Determine the number of lines in these entries that hold the word "Where". Give the number and nothing more.

Source data
----

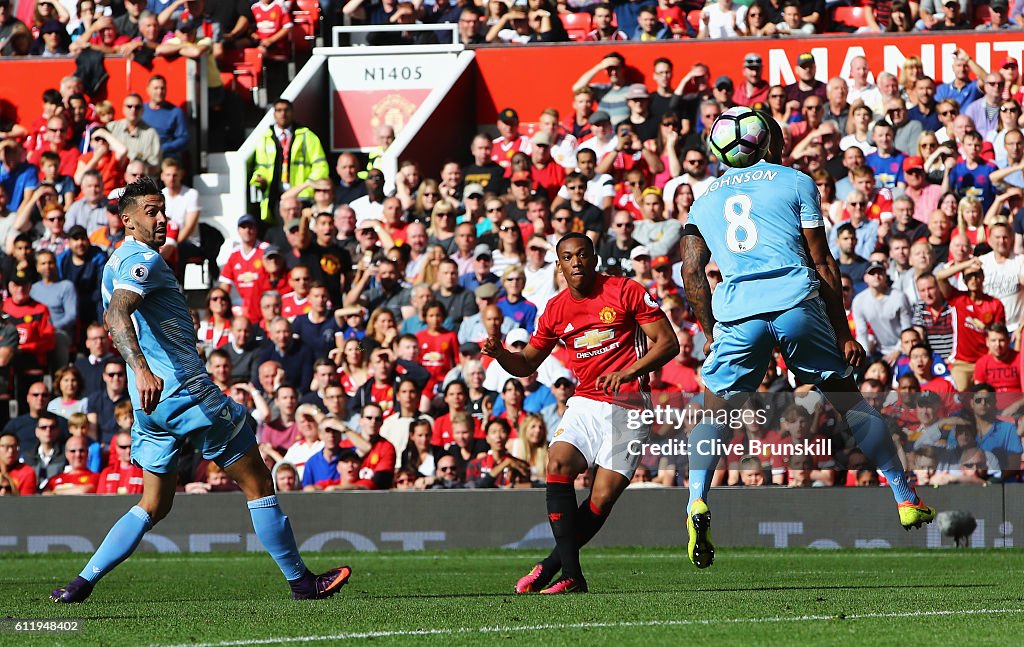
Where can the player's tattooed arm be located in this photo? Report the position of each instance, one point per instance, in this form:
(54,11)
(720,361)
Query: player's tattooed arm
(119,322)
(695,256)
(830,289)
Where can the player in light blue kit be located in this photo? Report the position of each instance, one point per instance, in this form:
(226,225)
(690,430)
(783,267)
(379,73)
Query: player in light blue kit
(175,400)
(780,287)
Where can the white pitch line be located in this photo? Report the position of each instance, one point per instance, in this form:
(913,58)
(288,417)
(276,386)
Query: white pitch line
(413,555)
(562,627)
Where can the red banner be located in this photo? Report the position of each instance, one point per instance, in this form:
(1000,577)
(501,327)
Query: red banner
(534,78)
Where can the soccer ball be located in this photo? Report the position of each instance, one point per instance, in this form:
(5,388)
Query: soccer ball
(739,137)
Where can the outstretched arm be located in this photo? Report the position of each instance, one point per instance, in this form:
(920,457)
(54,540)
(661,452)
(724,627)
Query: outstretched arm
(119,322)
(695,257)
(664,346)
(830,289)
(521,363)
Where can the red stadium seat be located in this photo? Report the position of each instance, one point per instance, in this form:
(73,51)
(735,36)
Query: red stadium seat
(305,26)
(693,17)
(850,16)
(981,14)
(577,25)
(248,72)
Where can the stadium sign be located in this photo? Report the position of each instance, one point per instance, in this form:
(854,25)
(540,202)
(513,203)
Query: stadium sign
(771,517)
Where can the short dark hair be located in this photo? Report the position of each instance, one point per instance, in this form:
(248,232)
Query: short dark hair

----

* Answer for the task *
9